Text:
--------------------------------------------------

Endocrine System Home > Prolactinoma
A prolactinoma is a noncancerous tumor affecting the pituitary gland that causes an increase in the production of the hormone prolactin. These are the most common pituitary tumors. It is not yet known exactly what causes them. Possible symptoms can include infertility, headaches, and eye problems. Treatment usually involves medications or surgery.
A prolactinoma is a benign (noncancerous) tumor of the pituitary gland, which produces a hormone called prolactin. A prolactinoma is the most common type of pituitary tumor. Symptoms are caused by too much prolactin in the blood (a condition called hyperprolactinemia) or by pressure of the tumor on surrounding tissues.
Autopsy studies indicate that 25 percent of the American population has small pituitary tumors. Forty percent of these produce prolactin, but most are not considered clinically significant. Clinically significant pituitary tumors such as prolactinomas affect the health of approximately 14 out of 100,000 people.

--------------------------------------------------

The data:
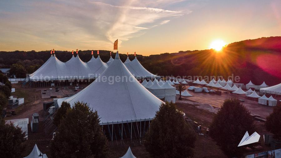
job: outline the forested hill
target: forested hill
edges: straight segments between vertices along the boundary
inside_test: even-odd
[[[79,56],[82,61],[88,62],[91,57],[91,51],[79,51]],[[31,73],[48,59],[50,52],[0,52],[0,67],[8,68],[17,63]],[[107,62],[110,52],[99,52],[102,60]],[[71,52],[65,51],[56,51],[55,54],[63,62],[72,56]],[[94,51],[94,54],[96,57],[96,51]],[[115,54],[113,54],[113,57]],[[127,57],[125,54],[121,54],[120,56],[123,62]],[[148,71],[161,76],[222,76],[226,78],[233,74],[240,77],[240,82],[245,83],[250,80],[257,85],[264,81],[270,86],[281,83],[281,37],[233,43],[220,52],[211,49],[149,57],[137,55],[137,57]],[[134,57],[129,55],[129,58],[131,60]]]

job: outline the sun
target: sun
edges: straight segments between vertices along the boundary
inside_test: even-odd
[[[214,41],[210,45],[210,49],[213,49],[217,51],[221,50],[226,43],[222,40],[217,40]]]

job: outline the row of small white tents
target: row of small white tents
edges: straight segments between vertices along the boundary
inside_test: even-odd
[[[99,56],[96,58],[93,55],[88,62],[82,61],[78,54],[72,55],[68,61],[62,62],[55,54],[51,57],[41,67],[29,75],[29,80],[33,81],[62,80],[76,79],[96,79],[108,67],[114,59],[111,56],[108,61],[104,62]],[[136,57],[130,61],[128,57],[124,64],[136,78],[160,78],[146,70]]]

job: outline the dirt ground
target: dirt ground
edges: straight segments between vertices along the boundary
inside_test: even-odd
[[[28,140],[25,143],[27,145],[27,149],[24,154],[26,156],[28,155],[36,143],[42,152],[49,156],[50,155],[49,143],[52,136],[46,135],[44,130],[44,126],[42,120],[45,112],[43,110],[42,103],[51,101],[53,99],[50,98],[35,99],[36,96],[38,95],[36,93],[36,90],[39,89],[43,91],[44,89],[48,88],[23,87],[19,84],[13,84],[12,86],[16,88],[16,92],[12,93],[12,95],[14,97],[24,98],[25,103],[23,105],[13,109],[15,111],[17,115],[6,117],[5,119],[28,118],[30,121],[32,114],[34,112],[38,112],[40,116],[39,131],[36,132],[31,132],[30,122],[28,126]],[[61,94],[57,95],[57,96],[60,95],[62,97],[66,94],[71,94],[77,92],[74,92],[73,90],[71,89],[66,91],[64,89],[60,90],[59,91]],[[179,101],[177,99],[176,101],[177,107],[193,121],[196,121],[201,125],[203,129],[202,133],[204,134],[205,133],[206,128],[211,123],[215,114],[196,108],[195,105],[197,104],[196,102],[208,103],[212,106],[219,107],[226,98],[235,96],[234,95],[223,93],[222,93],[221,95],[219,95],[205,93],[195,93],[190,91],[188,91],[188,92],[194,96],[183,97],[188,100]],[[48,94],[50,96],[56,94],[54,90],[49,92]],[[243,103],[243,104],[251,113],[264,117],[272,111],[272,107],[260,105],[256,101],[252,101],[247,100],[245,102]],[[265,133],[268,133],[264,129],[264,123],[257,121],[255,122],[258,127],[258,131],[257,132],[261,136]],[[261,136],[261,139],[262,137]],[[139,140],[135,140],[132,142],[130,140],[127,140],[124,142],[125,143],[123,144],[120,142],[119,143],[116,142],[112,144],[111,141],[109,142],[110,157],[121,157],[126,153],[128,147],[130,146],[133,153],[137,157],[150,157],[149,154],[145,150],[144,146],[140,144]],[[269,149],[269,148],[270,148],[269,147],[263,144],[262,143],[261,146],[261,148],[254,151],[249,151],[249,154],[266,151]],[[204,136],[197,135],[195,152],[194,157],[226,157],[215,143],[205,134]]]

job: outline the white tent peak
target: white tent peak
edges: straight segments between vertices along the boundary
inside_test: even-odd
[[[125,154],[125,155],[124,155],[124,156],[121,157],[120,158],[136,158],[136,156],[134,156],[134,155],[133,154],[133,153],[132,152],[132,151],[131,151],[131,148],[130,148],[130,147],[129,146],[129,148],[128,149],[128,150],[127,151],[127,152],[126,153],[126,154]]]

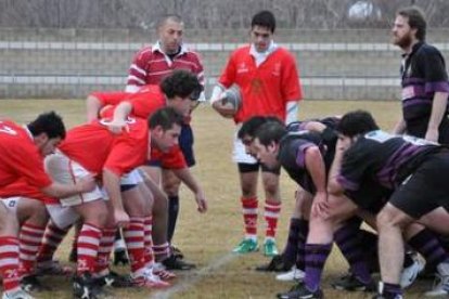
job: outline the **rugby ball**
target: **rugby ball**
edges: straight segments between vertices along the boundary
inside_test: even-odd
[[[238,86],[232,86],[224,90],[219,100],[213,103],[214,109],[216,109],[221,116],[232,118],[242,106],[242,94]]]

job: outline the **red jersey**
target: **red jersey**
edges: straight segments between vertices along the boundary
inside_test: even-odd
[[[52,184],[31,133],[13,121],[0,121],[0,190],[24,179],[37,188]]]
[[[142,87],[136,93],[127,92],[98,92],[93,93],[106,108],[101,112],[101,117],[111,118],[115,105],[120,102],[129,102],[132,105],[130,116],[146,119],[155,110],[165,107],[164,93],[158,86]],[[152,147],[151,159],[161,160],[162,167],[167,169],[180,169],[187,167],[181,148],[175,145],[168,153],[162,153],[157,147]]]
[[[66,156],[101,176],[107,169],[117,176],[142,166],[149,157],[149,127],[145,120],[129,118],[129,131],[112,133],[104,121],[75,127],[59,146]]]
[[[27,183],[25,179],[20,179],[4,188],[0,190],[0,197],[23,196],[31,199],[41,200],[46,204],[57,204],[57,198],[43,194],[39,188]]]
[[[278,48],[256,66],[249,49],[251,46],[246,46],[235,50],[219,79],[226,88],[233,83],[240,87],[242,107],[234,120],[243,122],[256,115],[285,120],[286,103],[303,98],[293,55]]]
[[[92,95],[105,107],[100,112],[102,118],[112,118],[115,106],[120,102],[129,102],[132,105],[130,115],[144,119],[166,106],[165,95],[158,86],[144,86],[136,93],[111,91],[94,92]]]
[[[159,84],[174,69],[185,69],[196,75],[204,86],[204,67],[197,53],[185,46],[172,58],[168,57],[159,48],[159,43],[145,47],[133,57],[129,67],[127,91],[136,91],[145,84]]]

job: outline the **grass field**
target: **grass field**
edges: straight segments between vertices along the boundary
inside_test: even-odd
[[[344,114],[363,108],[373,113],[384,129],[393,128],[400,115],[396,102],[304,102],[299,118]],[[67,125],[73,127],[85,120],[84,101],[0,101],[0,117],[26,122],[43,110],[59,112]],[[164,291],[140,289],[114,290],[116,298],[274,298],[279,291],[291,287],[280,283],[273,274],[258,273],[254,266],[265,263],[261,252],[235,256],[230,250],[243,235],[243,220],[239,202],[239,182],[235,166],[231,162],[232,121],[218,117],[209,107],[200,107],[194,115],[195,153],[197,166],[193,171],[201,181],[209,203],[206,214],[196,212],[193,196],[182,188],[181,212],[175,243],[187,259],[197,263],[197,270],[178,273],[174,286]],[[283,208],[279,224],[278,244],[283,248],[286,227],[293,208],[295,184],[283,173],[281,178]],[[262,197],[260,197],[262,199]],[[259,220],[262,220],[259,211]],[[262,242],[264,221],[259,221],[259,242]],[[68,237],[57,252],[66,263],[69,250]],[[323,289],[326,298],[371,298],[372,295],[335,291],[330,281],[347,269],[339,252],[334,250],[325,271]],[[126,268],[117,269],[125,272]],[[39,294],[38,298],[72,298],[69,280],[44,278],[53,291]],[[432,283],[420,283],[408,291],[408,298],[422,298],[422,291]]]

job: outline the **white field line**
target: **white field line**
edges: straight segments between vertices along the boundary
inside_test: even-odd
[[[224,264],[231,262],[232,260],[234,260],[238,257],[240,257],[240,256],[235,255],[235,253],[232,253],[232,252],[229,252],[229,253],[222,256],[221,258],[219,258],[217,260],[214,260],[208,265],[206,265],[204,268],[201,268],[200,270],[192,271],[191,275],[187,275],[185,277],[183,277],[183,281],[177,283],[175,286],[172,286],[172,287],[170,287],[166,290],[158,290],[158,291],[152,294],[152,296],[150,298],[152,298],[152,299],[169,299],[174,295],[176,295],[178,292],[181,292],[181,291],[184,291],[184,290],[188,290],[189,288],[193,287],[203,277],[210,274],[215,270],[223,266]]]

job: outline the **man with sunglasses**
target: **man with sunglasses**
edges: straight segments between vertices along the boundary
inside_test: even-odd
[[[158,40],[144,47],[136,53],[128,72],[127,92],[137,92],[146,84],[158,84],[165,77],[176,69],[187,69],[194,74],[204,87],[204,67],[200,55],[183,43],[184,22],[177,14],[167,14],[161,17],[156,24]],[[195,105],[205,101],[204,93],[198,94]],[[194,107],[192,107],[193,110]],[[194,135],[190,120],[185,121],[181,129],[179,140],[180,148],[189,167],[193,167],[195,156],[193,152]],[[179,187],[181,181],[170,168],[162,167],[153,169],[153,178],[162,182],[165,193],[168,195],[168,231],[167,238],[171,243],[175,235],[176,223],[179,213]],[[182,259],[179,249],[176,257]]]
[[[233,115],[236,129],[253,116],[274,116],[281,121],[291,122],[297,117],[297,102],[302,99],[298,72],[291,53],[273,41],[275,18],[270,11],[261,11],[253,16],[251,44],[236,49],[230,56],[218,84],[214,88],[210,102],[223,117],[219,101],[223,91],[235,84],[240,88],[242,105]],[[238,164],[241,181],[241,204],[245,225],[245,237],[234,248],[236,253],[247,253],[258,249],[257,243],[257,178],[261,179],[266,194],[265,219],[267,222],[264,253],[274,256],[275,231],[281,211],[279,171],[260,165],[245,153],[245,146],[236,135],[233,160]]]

--------------------------------------------------

Extend the prolactinoma text beyond its final sentence.

Response box:
The pituitary gland, sometimes called the master gland, plays a critical role in regulating growth and development, metabolism, and reproduction. The pituitary gland produces a number of key hormones, including:
- Prolactin, which stimulates the breasts to produce milk during pregnancy. After delivery of the baby, a mother's prolactin levels fall unless she breastfeeds her infant. Each time the baby nurses, prolactin levels rise to maintain milk production.
- Growth hormone, which regulates growth.
- ACTH (adrenocorticotropin), which stimulates the adrenal glands to produce cortisol.
- Thyrotropin, which signals the thyroid gland to produce thyroid hormone.
- Luteinizing hormone and follicle-stimulating hormone, which regulate ovulation and estrogen and progesterone production in women, and sperm formation and testosterone production in men.
The pituitary gland sits in the middle of the head in a bony box called the sella turcica. The eye nerves sit directly above the pituitary gland. Enlargement of the gland can cause localized symptoms, such as headaches or visual disturbances.